Text block below:

But what color to make the universe?  God looked down into his foamy cup of latte' and decided that the color beige would be just perfect. In reality God hadn't invented the other colors yet so He didn't have much of a choice at the time.

Last Monday the Astronomy Picture of the Day displayed nothing but a plain eggshell white panel. The caption declared that is how the entire sky would look if the light from all the stars and galaxies were smeared out into a homogeneous glow.

This snoozer-looser of a color interpretation was first popularized in 2002 by Karl Glazebrook of The Johns Hopkins University. He based “beige” on averaging the color spectrum of the light emitted by a whopping sample of 200,000 galaxies in a sky survey.

When the notion that the universe had a Pantone color was first popularized, the news media loved it. This was one of the biggest novelty stories ever to come out of astronomical research. It was a cinch to sell to science-adverse newspaper editors, and there were many popular articles.

Beige

But beige is not a color found in the rainbow. You don’t buy beige filters for your SLR camera. In looking at Hubble Space Telescope’s colorful photos of the universe we’ve never said, “it needs more beige!”

Color, by definition, is really all in the mind. Three sets of color receptor cells in the retina each cover 1/3rd of the visible spectrum and assemble a full color image in the brain's vision center. The three additive colors parsed by the eye -- red, green, and blue -- create every hue perceived in the universe.

The problem is that many astronomers are color-illiterate according to my colleague Ken Brecher of Boston University. Any art or photography student will describe color as having three dimensions: hue, shade and intensity. But to an astronomers color is simply a matter of the wavelength where visible radiation falls on the electromagnetic spectrum.

An astronomer himself, Ken can be found at astronomy conferences doing impromptu floor demonstrations of how we perceive color and how easily it is misunderstood, even by inquiring minds.

End of Text block.
Data shown below:

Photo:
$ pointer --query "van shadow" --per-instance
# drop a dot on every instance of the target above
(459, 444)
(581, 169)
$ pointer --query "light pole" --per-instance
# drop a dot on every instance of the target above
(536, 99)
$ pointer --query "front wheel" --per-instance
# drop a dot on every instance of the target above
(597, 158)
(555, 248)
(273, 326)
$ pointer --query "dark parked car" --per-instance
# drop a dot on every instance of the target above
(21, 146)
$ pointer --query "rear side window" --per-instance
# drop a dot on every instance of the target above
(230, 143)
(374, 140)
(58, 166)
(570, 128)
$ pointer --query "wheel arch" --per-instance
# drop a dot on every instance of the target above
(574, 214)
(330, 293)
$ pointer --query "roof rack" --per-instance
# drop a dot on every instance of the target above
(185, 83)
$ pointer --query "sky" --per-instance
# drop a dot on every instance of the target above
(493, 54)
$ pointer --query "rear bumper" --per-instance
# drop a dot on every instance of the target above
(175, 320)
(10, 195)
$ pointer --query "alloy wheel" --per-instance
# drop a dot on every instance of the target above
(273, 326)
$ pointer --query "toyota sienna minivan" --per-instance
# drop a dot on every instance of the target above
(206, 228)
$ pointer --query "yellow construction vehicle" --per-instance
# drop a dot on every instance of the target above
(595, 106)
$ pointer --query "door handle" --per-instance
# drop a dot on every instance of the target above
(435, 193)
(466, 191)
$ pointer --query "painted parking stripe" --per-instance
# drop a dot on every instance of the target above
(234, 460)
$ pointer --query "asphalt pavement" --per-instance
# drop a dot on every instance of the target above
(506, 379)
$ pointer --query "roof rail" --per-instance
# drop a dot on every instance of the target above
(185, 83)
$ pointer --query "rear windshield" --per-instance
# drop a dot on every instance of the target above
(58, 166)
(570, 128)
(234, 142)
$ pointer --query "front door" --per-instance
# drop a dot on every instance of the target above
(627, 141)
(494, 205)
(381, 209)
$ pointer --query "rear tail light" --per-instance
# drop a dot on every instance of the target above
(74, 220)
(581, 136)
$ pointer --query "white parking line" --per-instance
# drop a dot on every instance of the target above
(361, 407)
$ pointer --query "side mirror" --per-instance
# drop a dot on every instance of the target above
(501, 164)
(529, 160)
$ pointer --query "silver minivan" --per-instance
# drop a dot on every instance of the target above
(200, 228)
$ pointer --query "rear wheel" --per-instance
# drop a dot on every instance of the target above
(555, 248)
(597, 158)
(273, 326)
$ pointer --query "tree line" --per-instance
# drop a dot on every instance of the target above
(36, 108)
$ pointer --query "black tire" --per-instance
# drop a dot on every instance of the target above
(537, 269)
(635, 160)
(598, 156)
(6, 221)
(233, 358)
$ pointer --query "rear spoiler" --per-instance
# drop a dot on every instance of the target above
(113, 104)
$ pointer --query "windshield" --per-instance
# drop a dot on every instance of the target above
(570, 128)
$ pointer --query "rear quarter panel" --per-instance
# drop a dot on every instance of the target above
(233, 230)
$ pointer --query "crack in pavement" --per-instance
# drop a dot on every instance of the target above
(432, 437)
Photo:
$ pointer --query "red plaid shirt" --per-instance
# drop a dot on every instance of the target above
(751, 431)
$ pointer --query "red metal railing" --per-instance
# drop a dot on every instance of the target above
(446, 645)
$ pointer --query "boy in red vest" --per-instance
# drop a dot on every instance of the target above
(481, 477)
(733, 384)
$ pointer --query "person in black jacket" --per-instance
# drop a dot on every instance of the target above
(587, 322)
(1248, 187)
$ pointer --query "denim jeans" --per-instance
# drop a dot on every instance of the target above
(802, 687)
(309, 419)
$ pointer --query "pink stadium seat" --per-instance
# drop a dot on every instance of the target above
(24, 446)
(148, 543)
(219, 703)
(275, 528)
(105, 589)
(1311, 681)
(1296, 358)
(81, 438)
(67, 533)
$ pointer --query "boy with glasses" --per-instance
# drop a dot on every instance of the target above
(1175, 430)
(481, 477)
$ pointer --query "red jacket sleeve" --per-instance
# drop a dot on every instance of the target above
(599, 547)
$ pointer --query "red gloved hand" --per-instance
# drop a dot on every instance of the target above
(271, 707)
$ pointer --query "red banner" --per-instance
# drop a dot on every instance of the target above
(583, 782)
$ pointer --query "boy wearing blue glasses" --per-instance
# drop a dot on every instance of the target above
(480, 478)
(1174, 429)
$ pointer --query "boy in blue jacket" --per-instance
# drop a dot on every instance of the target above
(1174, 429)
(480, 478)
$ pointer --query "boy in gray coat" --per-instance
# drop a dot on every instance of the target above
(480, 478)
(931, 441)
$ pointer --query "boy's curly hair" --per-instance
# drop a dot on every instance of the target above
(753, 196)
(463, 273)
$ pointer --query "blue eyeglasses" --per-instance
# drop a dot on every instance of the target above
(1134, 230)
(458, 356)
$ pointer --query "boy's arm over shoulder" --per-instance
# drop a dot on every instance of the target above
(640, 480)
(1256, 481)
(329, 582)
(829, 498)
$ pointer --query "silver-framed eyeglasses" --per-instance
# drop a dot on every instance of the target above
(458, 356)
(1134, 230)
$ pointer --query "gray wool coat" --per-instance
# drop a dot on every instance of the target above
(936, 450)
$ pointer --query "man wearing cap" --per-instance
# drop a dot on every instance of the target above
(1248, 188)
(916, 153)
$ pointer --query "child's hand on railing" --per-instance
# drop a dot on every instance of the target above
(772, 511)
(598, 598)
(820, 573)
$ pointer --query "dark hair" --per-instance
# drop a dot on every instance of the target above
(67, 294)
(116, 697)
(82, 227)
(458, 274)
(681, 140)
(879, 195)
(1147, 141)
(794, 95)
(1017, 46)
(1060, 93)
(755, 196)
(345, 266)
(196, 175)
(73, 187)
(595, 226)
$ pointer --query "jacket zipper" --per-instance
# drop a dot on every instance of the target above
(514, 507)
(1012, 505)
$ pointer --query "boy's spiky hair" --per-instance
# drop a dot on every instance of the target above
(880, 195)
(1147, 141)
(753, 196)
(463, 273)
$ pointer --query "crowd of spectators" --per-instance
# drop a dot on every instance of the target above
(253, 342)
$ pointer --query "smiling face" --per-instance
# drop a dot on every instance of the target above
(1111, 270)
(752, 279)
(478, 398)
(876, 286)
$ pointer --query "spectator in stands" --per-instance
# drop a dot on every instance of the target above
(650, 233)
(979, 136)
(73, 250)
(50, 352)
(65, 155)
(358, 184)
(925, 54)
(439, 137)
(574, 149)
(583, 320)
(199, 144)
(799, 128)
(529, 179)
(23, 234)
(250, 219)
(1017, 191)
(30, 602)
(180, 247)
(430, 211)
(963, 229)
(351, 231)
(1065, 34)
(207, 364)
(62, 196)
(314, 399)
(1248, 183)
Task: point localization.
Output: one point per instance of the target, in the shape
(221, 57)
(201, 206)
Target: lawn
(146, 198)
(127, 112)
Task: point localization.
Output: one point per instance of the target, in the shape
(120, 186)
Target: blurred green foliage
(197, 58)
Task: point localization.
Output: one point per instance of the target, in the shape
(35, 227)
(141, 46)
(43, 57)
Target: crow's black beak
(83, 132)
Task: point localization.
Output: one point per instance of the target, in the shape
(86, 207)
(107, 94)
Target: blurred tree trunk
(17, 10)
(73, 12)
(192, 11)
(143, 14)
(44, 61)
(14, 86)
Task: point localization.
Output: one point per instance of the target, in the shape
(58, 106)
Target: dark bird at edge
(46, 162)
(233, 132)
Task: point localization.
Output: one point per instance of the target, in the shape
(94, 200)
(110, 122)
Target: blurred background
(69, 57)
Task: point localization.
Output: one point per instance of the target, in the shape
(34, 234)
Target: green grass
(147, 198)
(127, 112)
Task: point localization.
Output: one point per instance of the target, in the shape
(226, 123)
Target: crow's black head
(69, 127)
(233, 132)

End of Data shown.

● Tasks to perform:
[a] Copy the passage on the color of the universe word for word, from "When the notion" up to and including "many popular articles.".
[b] In the passage on the color of the universe, how many galaxies were in the sample whose light Karl Glazebrook averaged?

● Answers to the exercise:
[a]
When the notion that the universe had a Pantone color was first popularized, the news media loved it. This was one of the biggest novelty stories ever to come out of astronomical research. It was a cinch to sell to science-adverse newspaper editors, and there were many popular articles.

[b] 200,000 galaxies